Your instructions. Each line from the one containing "Question. Place a dot on every instance of the goalie pants" through the last line of the records below is to be set down exactly; the rest stays out.

##### Task material

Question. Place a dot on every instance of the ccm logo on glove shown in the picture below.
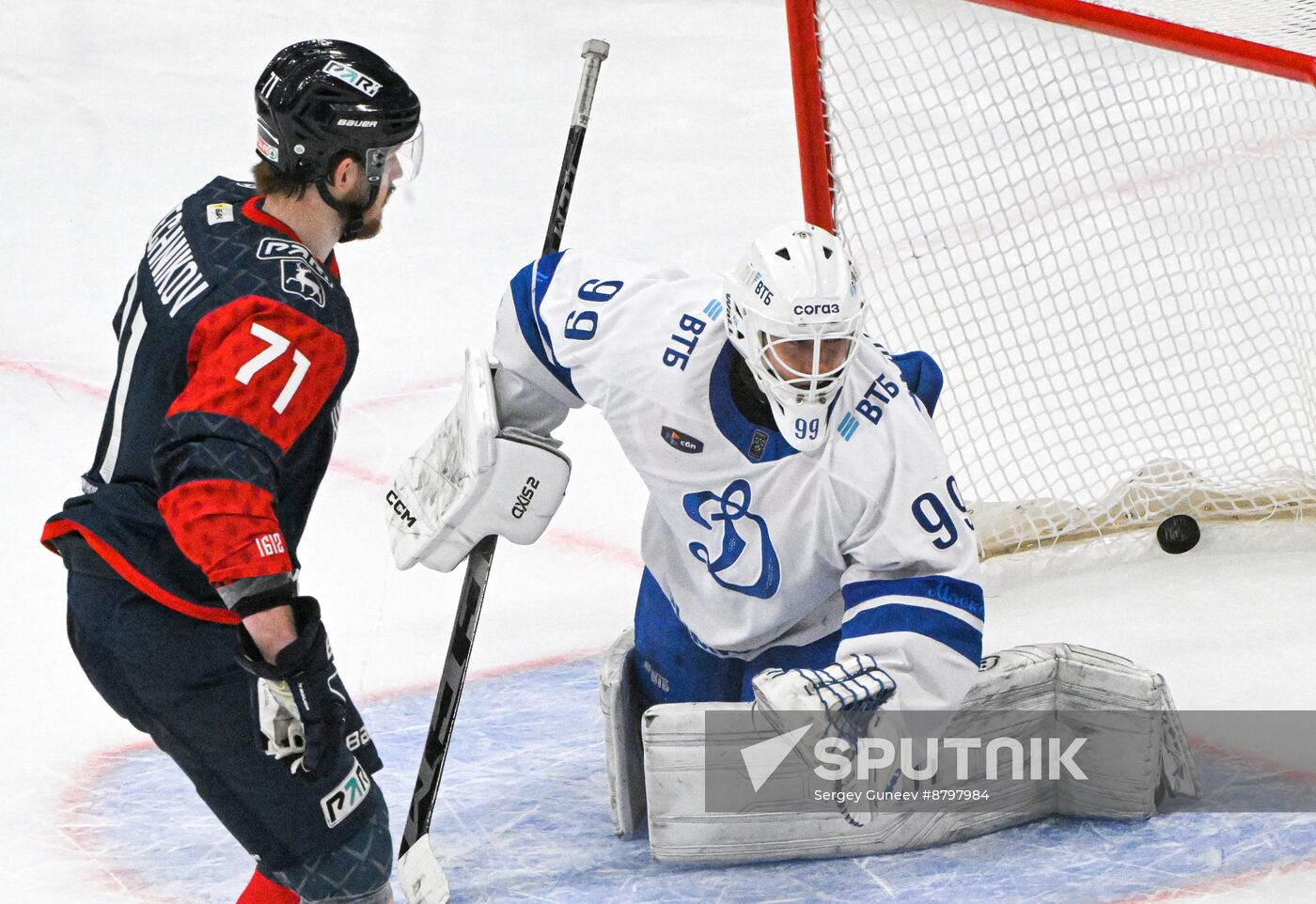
(400, 508)
(523, 499)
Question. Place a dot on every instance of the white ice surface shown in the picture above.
(118, 111)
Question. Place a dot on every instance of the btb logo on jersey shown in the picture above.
(740, 552)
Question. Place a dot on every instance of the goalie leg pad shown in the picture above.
(1132, 769)
(622, 704)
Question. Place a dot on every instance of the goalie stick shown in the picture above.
(417, 866)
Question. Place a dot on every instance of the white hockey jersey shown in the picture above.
(753, 542)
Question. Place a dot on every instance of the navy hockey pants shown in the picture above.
(175, 678)
(671, 666)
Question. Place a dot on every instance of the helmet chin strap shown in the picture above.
(352, 214)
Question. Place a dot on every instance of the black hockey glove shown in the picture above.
(299, 702)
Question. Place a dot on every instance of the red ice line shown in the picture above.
(569, 539)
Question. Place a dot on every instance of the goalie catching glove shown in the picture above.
(471, 479)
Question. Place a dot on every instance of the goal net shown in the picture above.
(1102, 226)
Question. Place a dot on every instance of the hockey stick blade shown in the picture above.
(421, 877)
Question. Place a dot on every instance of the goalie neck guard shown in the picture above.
(320, 99)
(793, 315)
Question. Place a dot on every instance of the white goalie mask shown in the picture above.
(793, 315)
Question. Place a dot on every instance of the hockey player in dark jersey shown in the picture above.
(236, 341)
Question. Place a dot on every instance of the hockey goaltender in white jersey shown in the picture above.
(806, 544)
(796, 515)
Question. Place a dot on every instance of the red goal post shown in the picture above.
(1053, 194)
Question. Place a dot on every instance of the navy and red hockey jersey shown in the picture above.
(234, 345)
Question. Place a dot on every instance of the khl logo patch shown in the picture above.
(342, 801)
(732, 507)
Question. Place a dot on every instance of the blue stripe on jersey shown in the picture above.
(528, 289)
(941, 627)
(923, 375)
(961, 594)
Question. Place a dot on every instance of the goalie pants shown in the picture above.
(671, 666)
(175, 678)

##########

Output.
Question. Place a dot on every instance of the goalie pants shown in the picture above.
(671, 666)
(175, 678)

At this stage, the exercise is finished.